*Short exercise*
All of the data should be repeated exactly; pictures are not part of the copy.

*Provided data*

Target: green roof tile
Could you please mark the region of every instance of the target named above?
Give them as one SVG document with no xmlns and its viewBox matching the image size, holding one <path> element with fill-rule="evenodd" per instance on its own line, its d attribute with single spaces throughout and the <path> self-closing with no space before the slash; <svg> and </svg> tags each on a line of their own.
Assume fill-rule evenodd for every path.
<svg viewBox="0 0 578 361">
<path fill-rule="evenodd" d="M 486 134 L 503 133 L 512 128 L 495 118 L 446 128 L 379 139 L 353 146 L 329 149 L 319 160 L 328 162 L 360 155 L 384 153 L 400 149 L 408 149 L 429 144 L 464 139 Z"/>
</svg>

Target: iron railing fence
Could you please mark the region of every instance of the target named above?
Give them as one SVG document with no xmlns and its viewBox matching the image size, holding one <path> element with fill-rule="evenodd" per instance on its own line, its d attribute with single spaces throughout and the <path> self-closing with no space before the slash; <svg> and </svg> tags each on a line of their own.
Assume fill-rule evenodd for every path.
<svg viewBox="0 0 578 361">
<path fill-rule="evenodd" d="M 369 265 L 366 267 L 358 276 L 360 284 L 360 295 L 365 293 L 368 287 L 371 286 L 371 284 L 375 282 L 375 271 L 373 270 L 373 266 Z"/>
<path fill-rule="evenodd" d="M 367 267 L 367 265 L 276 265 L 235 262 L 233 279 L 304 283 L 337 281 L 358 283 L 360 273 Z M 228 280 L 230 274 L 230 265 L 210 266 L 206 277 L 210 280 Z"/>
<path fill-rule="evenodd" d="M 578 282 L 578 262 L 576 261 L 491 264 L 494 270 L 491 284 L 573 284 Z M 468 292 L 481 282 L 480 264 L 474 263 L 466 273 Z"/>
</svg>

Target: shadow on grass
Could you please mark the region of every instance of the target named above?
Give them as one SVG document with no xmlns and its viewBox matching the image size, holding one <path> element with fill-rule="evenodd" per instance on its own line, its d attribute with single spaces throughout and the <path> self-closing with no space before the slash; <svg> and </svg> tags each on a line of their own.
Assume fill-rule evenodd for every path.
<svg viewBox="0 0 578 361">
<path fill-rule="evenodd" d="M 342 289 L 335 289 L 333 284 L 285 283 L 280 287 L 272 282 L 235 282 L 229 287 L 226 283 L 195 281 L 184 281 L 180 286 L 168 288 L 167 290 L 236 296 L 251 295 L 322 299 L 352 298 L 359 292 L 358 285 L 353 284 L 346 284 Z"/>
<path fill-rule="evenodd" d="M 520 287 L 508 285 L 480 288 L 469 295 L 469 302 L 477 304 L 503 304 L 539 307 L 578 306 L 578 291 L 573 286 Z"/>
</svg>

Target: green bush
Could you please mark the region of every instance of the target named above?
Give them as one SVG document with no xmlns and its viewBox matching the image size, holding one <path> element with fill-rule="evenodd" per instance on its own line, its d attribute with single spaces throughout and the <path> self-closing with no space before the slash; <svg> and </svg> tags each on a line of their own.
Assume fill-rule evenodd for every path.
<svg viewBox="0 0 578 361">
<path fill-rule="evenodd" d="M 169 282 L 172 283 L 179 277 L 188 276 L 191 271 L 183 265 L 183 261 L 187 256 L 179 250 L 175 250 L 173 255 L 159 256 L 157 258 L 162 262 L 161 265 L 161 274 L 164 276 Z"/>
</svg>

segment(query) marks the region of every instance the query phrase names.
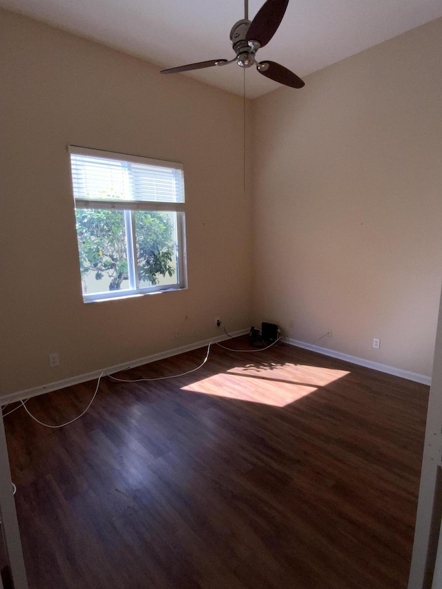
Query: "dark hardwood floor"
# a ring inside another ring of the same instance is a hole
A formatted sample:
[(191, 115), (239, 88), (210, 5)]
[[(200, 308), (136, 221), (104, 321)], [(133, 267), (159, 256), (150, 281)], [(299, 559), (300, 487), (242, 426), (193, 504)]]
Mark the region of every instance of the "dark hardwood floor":
[[(28, 407), (68, 420), (95, 384)], [(177, 379), (103, 379), (61, 429), (19, 409), (5, 421), (30, 587), (405, 589), (427, 396), (285, 344), (214, 346)]]

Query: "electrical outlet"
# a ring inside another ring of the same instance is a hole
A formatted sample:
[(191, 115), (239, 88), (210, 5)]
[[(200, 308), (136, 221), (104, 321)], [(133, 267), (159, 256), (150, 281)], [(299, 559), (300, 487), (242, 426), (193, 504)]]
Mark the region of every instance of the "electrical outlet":
[(60, 365), (60, 356), (57, 352), (49, 354), (49, 365), (51, 368)]

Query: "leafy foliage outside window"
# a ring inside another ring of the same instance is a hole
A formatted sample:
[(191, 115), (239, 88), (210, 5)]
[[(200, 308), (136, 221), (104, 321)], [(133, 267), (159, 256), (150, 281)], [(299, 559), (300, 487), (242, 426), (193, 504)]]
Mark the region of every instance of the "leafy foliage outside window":
[[(128, 279), (126, 212), (81, 209), (76, 211), (80, 271), (86, 277), (110, 279), (117, 291)], [(129, 212), (134, 217), (138, 280), (157, 284), (159, 276), (173, 276), (175, 228), (171, 214), (162, 211)], [(85, 290), (86, 292), (86, 290)]]

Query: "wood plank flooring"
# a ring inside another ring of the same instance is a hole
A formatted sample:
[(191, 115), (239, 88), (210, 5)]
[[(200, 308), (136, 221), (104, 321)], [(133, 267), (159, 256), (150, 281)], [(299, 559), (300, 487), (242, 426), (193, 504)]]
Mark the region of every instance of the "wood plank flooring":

*Completed task*
Target: green roof tile
Could you please mark the region of every instance of the target named above?
Give them as one SVG document with no xmlns and its viewBox matching the image size, holding one <path> element with fill-rule="evenodd" per instance on its own line, its d attribute with single spaces throughout and the <path> self-closing with no space before the slash; <svg> and </svg> tags each on a line of their own.
Assume fill-rule evenodd for every path.
<svg viewBox="0 0 578 361">
<path fill-rule="evenodd" d="M 486 134 L 503 133 L 512 128 L 495 118 L 446 128 L 379 139 L 353 146 L 329 149 L 319 160 L 328 162 L 360 155 L 384 153 L 400 149 L 408 149 L 429 144 L 464 139 Z"/>
</svg>

Target: iron railing fence
Could you please mark the region of every instance of the target named above?
Give them as one SVG document with no xmlns and its viewBox matching the image size, holding one <path> element with fill-rule="evenodd" per instance on its own line, its d attribute with single spaces throughout and the <path> self-closing with no space before the slash; <svg> and </svg> tags each on a line of their own.
Assume fill-rule evenodd for every path.
<svg viewBox="0 0 578 361">
<path fill-rule="evenodd" d="M 369 265 L 366 267 L 358 276 L 360 284 L 360 295 L 365 293 L 368 287 L 371 286 L 371 284 L 375 282 L 375 271 L 373 270 L 373 266 Z"/>
<path fill-rule="evenodd" d="M 367 267 L 367 265 L 276 265 L 235 262 L 233 279 L 304 283 L 337 281 L 358 283 L 360 273 Z M 228 280 L 230 274 L 230 265 L 210 266 L 206 277 L 210 280 Z"/>
<path fill-rule="evenodd" d="M 578 282 L 578 262 L 576 261 L 491 264 L 494 270 L 491 284 L 573 284 Z M 468 292 L 481 282 L 480 264 L 474 263 L 466 273 Z"/>
</svg>

Target: shadow on grass
Could you please mark the region of every instance of the target named above?
Give them as one SVG document with no xmlns and its viewBox matching the image size, holding one <path> element with fill-rule="evenodd" per instance on its own line, its d attribute with single spaces throughout and the <path> self-closing with no space before the slash; <svg> and </svg> tags each on a line of their own.
Assume fill-rule evenodd for every path.
<svg viewBox="0 0 578 361">
<path fill-rule="evenodd" d="M 342 289 L 335 289 L 333 284 L 285 283 L 280 287 L 272 282 L 235 282 L 229 287 L 226 283 L 195 281 L 184 281 L 180 286 L 168 288 L 167 290 L 236 296 L 251 295 L 322 299 L 352 298 L 359 292 L 358 285 L 353 284 L 346 284 Z"/>
<path fill-rule="evenodd" d="M 520 287 L 508 285 L 480 288 L 469 295 L 469 302 L 477 304 L 503 304 L 539 307 L 578 306 L 578 291 L 573 286 Z"/>
</svg>

Target: green bush
Could you please mark the region of every instance of the target named above?
Give them as one SVG document with no xmlns and its viewBox matching the image size, holding one <path> element with fill-rule="evenodd" per instance on its own line, its d attribute with single spaces throughout and the <path> self-closing with no space before the slash; <svg> and </svg> tags each on a line of their own.
Assume fill-rule evenodd for every path.
<svg viewBox="0 0 578 361">
<path fill-rule="evenodd" d="M 169 282 L 172 283 L 179 277 L 188 276 L 191 271 L 183 265 L 183 261 L 187 256 L 179 250 L 175 250 L 173 255 L 159 256 L 157 258 L 162 262 L 161 265 L 161 274 L 164 276 Z"/>
</svg>

segment(query) marks the region of every instance the query phrase names.
Query: "dark hardwood floor"
# a ring inside another ring of the same instance is a hole
A formatted sample:
[(191, 115), (239, 88), (210, 5)]
[[(200, 308), (136, 221), (104, 321)], [(133, 267), (159, 256), (150, 281)], [(299, 559), (300, 487), (242, 426), (193, 504)]]
Mark the region of every instance of the "dark hardwood floor":
[[(28, 407), (68, 420), (95, 384)], [(177, 379), (103, 379), (61, 429), (19, 409), (5, 421), (30, 587), (405, 589), (427, 396), (285, 344), (214, 346)]]

Query: "electrical outlet"
# a ring inside another ring of the same instance is a hole
A formatted sample:
[(191, 115), (239, 88), (210, 5)]
[[(200, 308), (136, 221), (104, 321)], [(133, 267), (159, 256), (150, 281)], [(299, 559), (300, 487), (242, 426), (193, 504)]]
Mark the region of every instance of the "electrical outlet":
[(60, 365), (60, 356), (57, 352), (49, 354), (49, 365), (51, 368)]

Query: "leafy foliage outside window"
# a ring inside another ring of the same instance is a hole
A formatted sample:
[(191, 115), (239, 88), (210, 5)]
[[(200, 308), (136, 221), (104, 321)], [(133, 267), (159, 256), (150, 281)], [(299, 559), (300, 487), (242, 426), (193, 504)]]
Mark the region of every instance of the "leafy foliage outside window":
[[(128, 279), (126, 212), (81, 209), (76, 211), (80, 271), (86, 277), (110, 279), (117, 291)], [(129, 212), (134, 217), (138, 280), (157, 284), (159, 276), (173, 276), (175, 228), (171, 214), (162, 211)], [(85, 290), (86, 292), (86, 290)]]

Query: "wood plank flooring"
# a ring inside another ring of the same instance is a hole
A formatted sample:
[(191, 115), (239, 88), (210, 5)]
[[(200, 308), (136, 221), (104, 321)], [(133, 267), (159, 256), (150, 281)], [(299, 559), (300, 487), (242, 426), (193, 504)]]
Mark the region of every instance of the "wood plank flooring":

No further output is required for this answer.